• Aim of the task: Reproduce the entire listing word for word.

• Data rows:

##########

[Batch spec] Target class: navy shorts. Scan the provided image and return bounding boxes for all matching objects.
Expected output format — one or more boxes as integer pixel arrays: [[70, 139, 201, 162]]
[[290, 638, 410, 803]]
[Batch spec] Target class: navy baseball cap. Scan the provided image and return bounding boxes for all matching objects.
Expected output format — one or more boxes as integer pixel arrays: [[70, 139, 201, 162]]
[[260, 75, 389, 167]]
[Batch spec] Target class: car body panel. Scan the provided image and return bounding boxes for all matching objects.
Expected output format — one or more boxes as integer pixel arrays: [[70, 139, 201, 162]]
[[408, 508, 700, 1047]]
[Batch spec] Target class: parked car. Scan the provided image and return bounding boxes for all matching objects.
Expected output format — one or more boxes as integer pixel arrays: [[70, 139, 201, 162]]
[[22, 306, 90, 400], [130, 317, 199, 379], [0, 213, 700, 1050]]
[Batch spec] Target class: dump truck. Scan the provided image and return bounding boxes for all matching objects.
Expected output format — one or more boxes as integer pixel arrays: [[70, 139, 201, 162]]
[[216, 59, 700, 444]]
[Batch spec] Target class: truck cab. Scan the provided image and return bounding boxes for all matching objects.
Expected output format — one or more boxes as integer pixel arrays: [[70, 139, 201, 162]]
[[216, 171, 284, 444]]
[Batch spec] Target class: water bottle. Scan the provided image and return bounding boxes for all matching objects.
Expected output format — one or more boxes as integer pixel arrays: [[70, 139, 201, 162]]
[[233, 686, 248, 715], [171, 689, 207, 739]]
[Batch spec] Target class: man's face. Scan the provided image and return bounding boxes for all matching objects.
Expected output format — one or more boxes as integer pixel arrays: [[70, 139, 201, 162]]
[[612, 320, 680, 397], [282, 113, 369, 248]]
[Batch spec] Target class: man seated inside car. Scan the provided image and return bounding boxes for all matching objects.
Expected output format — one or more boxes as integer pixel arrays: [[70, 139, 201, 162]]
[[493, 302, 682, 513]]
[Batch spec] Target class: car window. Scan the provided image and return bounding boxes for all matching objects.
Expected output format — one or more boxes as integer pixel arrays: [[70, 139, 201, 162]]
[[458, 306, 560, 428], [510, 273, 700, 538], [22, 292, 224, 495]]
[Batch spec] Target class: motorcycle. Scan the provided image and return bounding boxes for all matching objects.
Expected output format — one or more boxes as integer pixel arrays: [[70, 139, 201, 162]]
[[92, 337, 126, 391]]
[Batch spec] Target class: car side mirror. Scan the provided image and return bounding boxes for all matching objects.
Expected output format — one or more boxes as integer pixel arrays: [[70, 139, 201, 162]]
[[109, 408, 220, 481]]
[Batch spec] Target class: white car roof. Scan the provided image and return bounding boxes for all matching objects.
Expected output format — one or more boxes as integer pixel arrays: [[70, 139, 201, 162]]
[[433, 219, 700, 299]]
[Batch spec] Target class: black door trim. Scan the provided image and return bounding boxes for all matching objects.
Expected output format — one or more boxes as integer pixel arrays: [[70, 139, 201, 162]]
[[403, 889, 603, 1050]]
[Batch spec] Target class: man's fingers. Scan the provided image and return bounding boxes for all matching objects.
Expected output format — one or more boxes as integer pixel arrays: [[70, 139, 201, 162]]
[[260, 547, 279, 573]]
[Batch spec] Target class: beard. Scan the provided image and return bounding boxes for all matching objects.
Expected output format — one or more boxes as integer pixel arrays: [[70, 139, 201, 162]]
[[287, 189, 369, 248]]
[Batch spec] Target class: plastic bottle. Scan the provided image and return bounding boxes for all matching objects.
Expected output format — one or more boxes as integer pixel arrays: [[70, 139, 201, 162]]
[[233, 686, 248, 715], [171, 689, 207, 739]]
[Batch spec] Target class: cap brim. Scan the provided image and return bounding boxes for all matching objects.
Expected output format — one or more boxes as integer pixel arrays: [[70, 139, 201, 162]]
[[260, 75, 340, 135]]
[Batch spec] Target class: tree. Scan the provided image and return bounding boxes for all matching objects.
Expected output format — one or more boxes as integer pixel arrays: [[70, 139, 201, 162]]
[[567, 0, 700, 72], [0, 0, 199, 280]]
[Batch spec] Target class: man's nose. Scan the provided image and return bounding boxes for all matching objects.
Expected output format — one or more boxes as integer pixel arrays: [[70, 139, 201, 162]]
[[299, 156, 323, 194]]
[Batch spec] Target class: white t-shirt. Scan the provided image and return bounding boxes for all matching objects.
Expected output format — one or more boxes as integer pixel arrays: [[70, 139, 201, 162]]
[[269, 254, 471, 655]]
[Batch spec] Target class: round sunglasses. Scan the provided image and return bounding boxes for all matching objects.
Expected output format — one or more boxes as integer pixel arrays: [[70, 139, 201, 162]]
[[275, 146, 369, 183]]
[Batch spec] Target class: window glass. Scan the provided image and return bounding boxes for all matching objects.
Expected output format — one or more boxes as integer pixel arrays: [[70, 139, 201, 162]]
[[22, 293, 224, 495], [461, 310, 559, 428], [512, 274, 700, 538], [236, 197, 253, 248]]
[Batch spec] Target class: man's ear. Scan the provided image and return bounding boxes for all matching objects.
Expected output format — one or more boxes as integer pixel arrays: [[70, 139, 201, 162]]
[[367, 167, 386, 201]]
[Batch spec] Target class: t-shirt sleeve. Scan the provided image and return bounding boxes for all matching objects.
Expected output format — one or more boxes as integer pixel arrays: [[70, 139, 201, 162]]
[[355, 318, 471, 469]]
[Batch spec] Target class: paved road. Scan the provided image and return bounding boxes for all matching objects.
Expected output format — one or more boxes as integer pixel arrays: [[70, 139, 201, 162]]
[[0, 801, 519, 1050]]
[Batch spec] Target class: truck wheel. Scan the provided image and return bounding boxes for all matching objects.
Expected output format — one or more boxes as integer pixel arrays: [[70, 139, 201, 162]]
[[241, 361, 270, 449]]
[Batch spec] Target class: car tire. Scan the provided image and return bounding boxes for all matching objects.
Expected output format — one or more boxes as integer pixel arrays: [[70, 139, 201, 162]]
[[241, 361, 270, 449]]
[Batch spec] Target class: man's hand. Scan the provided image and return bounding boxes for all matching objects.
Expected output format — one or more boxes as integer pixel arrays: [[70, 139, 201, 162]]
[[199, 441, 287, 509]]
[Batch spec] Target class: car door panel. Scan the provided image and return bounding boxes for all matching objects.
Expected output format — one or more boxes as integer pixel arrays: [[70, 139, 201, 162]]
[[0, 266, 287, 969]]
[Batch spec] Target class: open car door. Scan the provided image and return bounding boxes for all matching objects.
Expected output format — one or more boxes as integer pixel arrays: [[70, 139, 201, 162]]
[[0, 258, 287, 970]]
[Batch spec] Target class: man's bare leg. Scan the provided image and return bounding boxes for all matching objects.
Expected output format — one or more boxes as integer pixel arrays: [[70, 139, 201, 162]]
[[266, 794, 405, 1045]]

##########

• Full response:
[Batch spec] Target class: navy shorts. Scan the provided image and return bounding boxes for all matching objects.
Expected output format — one or more boxes as integer pixel arrays: [[70, 139, 201, 162]]
[[290, 638, 410, 803]]
[Batch spec] Target class: navy baseball cap. Scan the provided image and return bounding boxes for all matching objects.
Expected output format — one or more boxes as integer pixel arrays: [[70, 139, 201, 162]]
[[260, 75, 389, 167]]
[Batch spec] Target class: car body panel. Scan the provided image and return bounding boxes for all matching objects.
Expected output format — one or more boxes as integer pixel arrays: [[70, 139, 201, 162]]
[[408, 508, 700, 1047]]
[Batch spec] Target class: parked car. Scan the provided image and return bounding boxes for all matching objects.
Expected output format — one or more boxes as integer pixel arrays: [[70, 139, 201, 162]]
[[22, 306, 90, 400], [130, 317, 199, 379], [0, 213, 700, 1050]]
[Batch spec] Target class: dump truck. Scan the provided image and return bounding boxes for all matching objects.
Expected output format — one or more boxes as integer pixel arrays: [[70, 139, 201, 162]]
[[216, 59, 700, 444]]
[Batch spec] Target class: truck cab. Scan the provided image and return bounding boxes for all matching objects.
Expected output format — one or more boxes as integer pixel arrays: [[70, 139, 201, 162]]
[[216, 171, 284, 444]]
[Batch spec] Target class: water bottle. Scan the provided image and return bounding boxes for all matching objects.
Expected output format — one or more boxes as integer pixel arrays: [[70, 139, 201, 162]]
[[233, 686, 248, 715], [171, 689, 207, 739]]
[Batch spec] Target class: man's face. Scan the provided image and return bounding boxes for all matching objects.
Expected output format — one or more boxes as integer pixel arrays: [[70, 139, 201, 162]]
[[612, 320, 680, 397], [282, 113, 369, 248]]
[Batch spec] Target class: man seated inside car. Scan the provided image and return bounding boxes for all matching objects.
Expected output format — one or more boxes as integer pixel arrays: [[70, 139, 201, 162]]
[[493, 302, 682, 513]]
[Batch spec] Target class: car window. Scan the provided image and return bounding boxes for all matching objects.
Expected output format — one or more boxes as integer pixel arrays: [[70, 139, 201, 162]]
[[458, 306, 560, 428], [510, 273, 700, 538], [22, 292, 224, 495]]
[Batch spec] Target class: motorcycle. Scan the provided image and return bounding boxes for all matching objects.
Expected output format — one or more boxes as integer pixel arrays: [[70, 139, 201, 162]]
[[92, 337, 126, 391]]
[Batch spec] Target class: car side mirror. Scan the provided image and return bounding boxes for all matching objects.
Expected output format — one or more boxes as integer pixel arrays: [[70, 139, 201, 162]]
[[109, 408, 220, 481]]
[Batch spec] Target class: white car roof. Scan the provided image and return bounding boxes for all matching objects.
Expected output format — one or more boxes as integer pixel arrays: [[70, 139, 201, 162]]
[[433, 219, 700, 299]]
[Batch spec] Target class: black door trim. Scan the provided image and return bounding boxes for all matching objects.
Expected output format — one or more boxes as integer pixel arrays: [[70, 139, 201, 162]]
[[403, 889, 603, 1050]]
[Batch spec] Target class: man's fingers. Scan the provided image and return bounding boxes for all matching objects.
Expected output format — one or more boxes as integer pixel arrays: [[70, 139, 201, 162]]
[[260, 547, 279, 573]]
[Batch spec] Target class: beard. Scan the provided image and return bounding boxes for all matching objects.
Expected output format — one or more boxes as integer pixel arrays: [[70, 139, 201, 162]]
[[287, 189, 369, 248]]
[Batch spec] Target class: plastic bottle. Scan the provided image and return bounding boxes for all matching objects.
Expected output format — one or more boxes as integer pixel arrays: [[70, 139, 201, 162]]
[[233, 686, 248, 715], [171, 689, 207, 739]]
[Batch spec] Target class: cap brim. Scan the provided image and return bounding boxes for all matching objects.
Expected output format — one or more boxes as integer pixel arrays: [[70, 139, 201, 162]]
[[260, 75, 340, 135]]
[Batch spec] Target class: tree. Scan the provided image and return bounding boxes for all matching objects.
Expected output format — one or more boxes as integer pixel arrays: [[70, 139, 201, 162]]
[[567, 0, 700, 72], [0, 0, 199, 280]]
[Batch spec] Target class: man's nose. Scan the provided image and return bounding boxes for all matching objects.
Expected output format — one or more boxes as integer pixel arrays: [[70, 139, 201, 162]]
[[299, 156, 323, 194]]
[Batch spec] Target class: white t-shirt. Scan the provided image and return bounding boxes for all matching objects.
Expected output format — one or more boxes as integer pixel arrays: [[70, 139, 201, 162]]
[[269, 254, 471, 655]]
[Batch spec] Target class: round sunglasses. Scan the provided image and return bounding boxes for all matching objects.
Expected output format — one or more boxes as integer pixel arrays: [[70, 139, 201, 162]]
[[275, 146, 369, 183]]
[Batch spec] Target class: window glass. Scan the provided image and return bounding boxes for all matching objects.
Expected output format — one or more boxes as integer pixel arrays: [[70, 139, 201, 162]]
[[22, 293, 224, 495], [461, 310, 559, 428], [512, 274, 700, 538], [236, 197, 253, 248]]
[Batch spec] Target class: man's ear. Scan the provided image and return bounding boxes for all matching objects.
Expected output format — one or more boxes as integer pixel arrays: [[70, 139, 201, 162]]
[[367, 167, 386, 201]]
[Batch spec] Target class: t-shirt sleeve. Scan the provided image and return bounding boxes for all matching objects.
Expected output format — one or more boxes as integer pixel arrays: [[70, 139, 201, 162]]
[[355, 318, 471, 469]]
[Batch spec] Target class: paved road. Scan the provided image and return bounding boxes for all matching objects.
Expected output format — one or more boxes as integer pixel arrays: [[70, 139, 201, 162]]
[[0, 801, 519, 1050]]
[Batch spec] Target class: truck wheel. Scan the provided image and return bounding boxes for all matching objects.
Expected output format — one or more boxes as integer pixel arrays: [[70, 139, 201, 162]]
[[241, 361, 270, 449]]
[Batch spec] Target class: car tire. Scan the provided image and return bounding boxes for all matching objects.
Expected output format — one or more boxes as integer pixel arrays: [[70, 139, 201, 162]]
[[241, 361, 270, 449]]
[Batch spec] Target class: man's hand. Scan the provided image and return bounding boxes for all matching objects.
Expected output format — one or more boxes as integer pixel arrays: [[70, 139, 201, 162]]
[[199, 441, 287, 509]]
[Batch spec] Target class: car door panel. Scan the provided image and return bounding boxes for all matching objects.
Expected output format — one or more boxes as integer pixel arrays: [[70, 139, 201, 162]]
[[0, 266, 287, 969]]
[Batch spec] Target class: open car door. Scan the provided image and return bounding boxes for all matching objects.
Expected output format — one or more boxes as integer pixel arrays: [[70, 139, 201, 162]]
[[0, 258, 287, 970]]
[Batch spec] Target class: man's bare leg. Scan the provided image and return bounding boxes for all matching objects.
Expected output format — one or more boxes as integer pixel arrays: [[70, 139, 201, 162]]
[[266, 794, 405, 1045]]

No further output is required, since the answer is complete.